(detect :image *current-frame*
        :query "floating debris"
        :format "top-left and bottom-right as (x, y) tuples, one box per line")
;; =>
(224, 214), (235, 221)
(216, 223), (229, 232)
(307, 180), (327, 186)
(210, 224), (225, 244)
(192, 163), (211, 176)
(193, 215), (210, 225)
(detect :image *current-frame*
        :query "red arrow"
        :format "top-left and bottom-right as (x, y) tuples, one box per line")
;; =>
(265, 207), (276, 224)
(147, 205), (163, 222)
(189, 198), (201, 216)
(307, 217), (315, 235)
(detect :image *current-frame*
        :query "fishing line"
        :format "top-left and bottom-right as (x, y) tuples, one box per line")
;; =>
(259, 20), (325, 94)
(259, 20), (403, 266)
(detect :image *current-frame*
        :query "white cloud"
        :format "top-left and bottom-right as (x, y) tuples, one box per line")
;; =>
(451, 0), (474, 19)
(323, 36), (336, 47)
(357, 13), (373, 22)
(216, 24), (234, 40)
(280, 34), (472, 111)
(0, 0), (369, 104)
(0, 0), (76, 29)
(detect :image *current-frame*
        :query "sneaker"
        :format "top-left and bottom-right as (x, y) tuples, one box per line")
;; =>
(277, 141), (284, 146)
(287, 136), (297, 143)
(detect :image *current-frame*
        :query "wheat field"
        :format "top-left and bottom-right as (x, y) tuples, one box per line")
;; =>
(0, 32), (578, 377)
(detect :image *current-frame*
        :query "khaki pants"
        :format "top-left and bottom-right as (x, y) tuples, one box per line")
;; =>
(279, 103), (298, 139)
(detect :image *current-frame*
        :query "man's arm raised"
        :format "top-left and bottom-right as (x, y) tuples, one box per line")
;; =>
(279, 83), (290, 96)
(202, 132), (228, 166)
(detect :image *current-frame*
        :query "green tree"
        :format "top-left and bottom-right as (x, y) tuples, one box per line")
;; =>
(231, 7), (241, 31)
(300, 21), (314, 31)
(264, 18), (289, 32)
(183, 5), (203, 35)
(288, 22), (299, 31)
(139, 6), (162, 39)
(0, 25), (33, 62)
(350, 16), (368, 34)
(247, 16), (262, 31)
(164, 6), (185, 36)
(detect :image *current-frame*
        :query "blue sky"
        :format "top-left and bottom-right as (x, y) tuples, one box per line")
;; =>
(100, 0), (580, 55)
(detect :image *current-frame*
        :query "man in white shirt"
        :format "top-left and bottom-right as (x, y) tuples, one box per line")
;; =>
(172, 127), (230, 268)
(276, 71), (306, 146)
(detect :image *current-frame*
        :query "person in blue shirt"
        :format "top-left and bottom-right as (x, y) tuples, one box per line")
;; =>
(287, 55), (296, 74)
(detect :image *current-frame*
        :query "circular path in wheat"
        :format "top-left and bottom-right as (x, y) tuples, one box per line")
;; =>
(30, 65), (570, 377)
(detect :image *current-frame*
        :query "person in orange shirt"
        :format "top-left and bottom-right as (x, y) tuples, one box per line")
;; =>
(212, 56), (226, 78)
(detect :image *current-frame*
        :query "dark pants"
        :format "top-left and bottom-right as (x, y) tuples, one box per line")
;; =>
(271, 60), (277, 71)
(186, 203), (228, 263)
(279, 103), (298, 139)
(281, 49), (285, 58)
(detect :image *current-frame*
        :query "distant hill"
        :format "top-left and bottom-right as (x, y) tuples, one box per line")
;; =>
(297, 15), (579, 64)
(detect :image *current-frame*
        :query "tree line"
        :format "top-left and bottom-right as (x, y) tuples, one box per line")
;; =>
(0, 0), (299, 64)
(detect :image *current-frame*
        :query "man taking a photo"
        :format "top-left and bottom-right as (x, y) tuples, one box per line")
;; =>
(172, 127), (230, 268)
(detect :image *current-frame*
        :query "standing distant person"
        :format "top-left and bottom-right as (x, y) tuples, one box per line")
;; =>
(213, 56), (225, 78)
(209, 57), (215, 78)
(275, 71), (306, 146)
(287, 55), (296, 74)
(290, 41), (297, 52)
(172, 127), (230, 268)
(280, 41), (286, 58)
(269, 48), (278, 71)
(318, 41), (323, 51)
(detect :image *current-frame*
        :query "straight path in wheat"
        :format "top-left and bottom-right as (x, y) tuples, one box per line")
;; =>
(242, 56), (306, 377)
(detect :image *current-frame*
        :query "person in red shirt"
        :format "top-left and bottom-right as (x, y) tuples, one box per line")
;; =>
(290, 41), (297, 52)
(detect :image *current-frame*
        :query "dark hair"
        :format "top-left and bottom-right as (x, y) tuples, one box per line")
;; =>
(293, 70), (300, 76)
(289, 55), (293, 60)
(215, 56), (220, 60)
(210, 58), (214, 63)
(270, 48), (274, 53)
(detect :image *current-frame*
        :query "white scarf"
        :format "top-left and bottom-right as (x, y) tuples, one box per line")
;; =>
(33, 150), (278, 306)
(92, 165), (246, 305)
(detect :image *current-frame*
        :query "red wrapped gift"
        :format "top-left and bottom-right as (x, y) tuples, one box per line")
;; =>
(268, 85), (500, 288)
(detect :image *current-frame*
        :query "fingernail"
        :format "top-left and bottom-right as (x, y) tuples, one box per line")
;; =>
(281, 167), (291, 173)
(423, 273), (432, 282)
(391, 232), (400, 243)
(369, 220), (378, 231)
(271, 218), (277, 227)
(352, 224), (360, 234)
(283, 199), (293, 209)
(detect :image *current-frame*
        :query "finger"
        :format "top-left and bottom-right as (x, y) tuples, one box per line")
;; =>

■ ■ ■ ■ ■

▶ [Task description] Each line of the listing that includes the word "path" should be copied out.

▶ [Result for this exercise]
        :query "circular path in wheat"
        :query "straight path in wheat"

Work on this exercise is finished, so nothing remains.